* WORK REQUIRED
Carry on the news report about visiting relatives who have dementia, starting right after its last sentence.

People with dementia can feel happier when a relative comes to see them even if they do not recognise the visitor, the Alzheimer’s Society has said after a poll showed many felt there was little point.
The survey found that more than 40 per cent of people incorrectly thought dementia patients who failed to recognise them “won’t benefit a lot” from visits, The Daily Telegraph reported.
But the charity said people retained an “emotional memory” despite the disease and that seeing loved ones could “stimulate feelings of familiarity, happiness, comfort and security”.
Nearly 70 per cent said they would visit relatives with dementia even if the patient did not appear to know them.
However the charity said: “Despite these good intentions, the lack of awareness of how important emotional memory is may mean that in their busy lives, people don’t always follow up on their intentions and over half of those living with dementia are left feeling isolated.”

* DATA LISTING
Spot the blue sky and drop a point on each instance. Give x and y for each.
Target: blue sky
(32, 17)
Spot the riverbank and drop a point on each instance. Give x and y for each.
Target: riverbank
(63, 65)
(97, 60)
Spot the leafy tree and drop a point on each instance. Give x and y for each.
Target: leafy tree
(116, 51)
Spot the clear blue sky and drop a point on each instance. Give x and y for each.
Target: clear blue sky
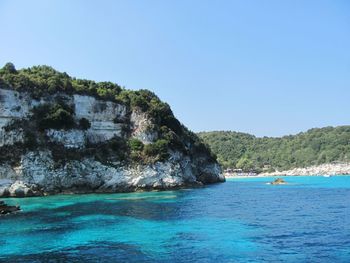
(264, 67)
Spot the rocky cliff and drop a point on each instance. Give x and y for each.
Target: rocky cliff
(69, 141)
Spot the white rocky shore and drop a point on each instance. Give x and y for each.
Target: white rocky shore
(35, 173)
(323, 169)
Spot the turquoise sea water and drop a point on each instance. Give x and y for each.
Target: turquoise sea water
(242, 220)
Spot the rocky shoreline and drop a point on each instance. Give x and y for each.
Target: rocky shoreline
(323, 169)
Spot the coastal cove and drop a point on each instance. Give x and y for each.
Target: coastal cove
(303, 220)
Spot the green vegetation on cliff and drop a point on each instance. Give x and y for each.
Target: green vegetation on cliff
(316, 146)
(44, 81)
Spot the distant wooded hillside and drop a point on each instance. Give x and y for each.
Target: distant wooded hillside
(245, 151)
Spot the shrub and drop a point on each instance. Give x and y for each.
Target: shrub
(84, 124)
(158, 149)
(135, 145)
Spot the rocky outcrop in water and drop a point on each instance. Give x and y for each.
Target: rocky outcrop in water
(323, 169)
(97, 158)
(7, 209)
(278, 181)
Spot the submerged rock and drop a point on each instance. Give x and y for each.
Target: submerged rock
(7, 209)
(278, 181)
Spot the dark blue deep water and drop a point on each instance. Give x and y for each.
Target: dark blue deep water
(242, 220)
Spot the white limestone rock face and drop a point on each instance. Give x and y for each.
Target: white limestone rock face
(13, 105)
(142, 127)
(35, 172)
(69, 139)
(105, 117)
(37, 175)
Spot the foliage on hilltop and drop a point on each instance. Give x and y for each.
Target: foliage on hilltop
(41, 81)
(316, 146)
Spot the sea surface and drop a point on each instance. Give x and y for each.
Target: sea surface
(242, 220)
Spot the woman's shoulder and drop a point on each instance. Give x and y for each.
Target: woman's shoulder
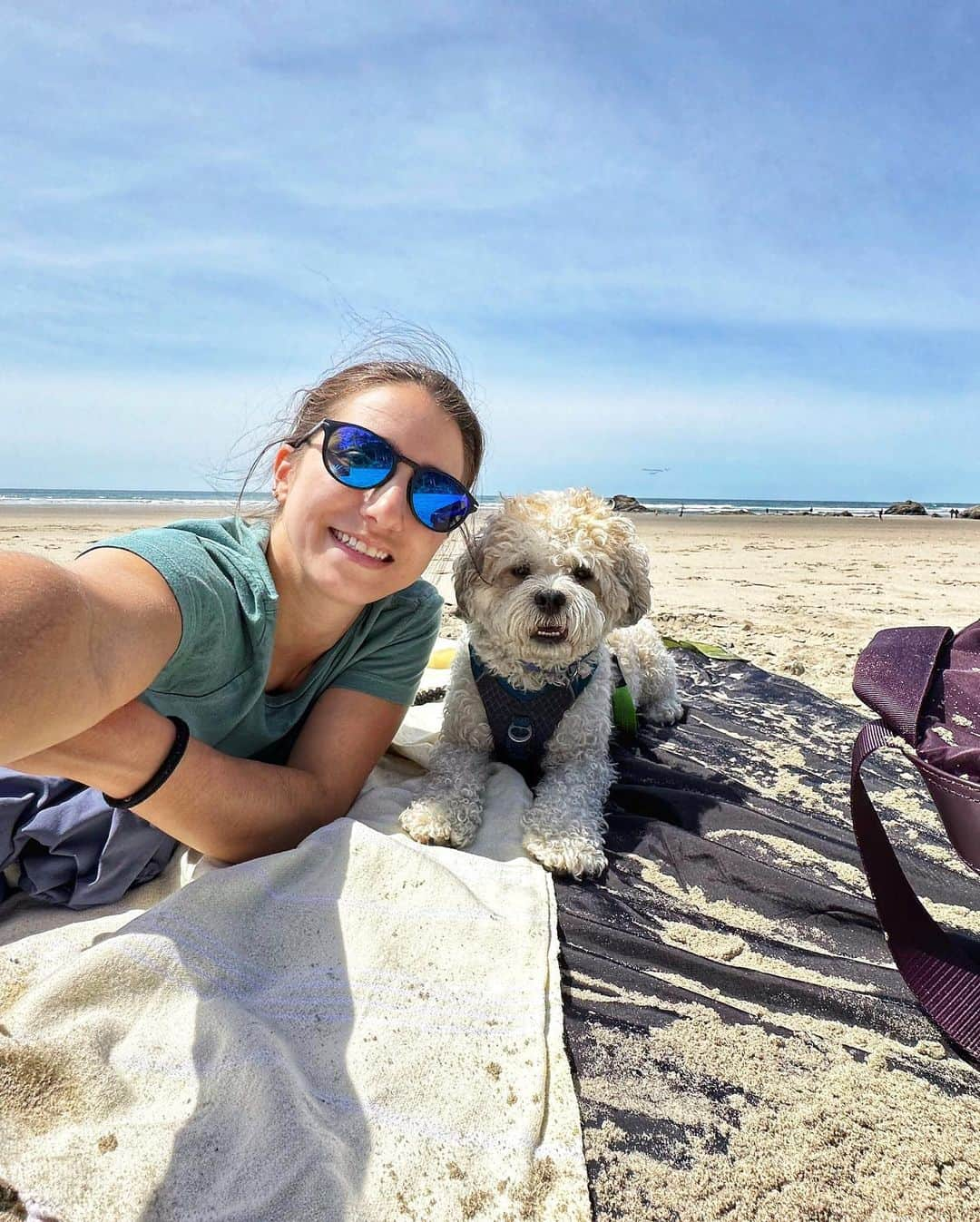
(229, 543)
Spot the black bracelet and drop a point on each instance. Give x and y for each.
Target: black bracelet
(173, 757)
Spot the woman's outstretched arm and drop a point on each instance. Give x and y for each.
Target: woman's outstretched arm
(229, 808)
(77, 641)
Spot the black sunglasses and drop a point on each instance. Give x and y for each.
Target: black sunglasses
(357, 457)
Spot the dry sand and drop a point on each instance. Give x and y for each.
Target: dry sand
(794, 594)
(866, 1139)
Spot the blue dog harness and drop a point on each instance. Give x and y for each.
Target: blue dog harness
(522, 722)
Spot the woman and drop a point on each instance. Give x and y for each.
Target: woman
(232, 683)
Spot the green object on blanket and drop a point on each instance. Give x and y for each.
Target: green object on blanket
(623, 710)
(701, 648)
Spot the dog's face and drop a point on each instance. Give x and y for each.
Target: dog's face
(552, 574)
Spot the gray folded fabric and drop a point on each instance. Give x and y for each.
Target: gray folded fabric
(71, 847)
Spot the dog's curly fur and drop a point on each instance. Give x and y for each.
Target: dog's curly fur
(542, 550)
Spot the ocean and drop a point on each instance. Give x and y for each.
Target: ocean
(189, 500)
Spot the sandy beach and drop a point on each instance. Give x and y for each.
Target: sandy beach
(794, 594)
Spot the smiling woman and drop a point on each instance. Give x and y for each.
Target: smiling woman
(235, 679)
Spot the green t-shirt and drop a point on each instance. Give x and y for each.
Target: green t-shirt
(215, 679)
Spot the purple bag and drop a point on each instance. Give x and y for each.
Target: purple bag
(926, 686)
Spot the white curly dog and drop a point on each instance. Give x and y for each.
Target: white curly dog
(552, 588)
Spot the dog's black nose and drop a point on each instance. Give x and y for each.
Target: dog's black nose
(550, 601)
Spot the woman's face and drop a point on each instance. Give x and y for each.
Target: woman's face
(320, 518)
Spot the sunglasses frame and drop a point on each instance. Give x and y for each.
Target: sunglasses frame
(330, 428)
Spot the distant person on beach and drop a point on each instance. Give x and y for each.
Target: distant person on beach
(230, 683)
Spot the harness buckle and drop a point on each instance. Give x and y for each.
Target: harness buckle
(521, 731)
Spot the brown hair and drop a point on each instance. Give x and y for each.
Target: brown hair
(318, 401)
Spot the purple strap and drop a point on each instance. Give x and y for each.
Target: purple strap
(944, 978)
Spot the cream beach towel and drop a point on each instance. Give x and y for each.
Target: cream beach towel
(359, 1029)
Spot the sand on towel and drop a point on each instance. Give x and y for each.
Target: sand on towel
(363, 1028)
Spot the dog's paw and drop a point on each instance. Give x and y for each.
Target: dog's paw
(429, 823)
(579, 858)
(666, 712)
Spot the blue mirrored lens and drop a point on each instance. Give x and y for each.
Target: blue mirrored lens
(439, 501)
(358, 457)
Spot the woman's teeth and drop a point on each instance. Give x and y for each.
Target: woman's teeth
(357, 545)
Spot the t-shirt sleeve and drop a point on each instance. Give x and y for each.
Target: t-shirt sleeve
(221, 612)
(391, 661)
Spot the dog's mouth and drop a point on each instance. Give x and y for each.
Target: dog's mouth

* ANSWER BOX
Jeremy Hughes, chief executive of the Alzheimer’s Society, said the New Year could be “a bleak and lonely time” for dementia patients and their carers.
“It’s so important for people with dementia to feel connected throughout the year,” he said.
“Spending time with loved ones and taking part in meaningful activities can have a powerful and positive impact, even if they don’t remember the event itself. We’re urging people to get in touch with us and find out how we can help you stay connected.”
Social interaction has been shown to cut the risk of developing dementia in scientific studies.
While people with the condition can forget negative and positive incidents, the feeling they produce can remain for some time.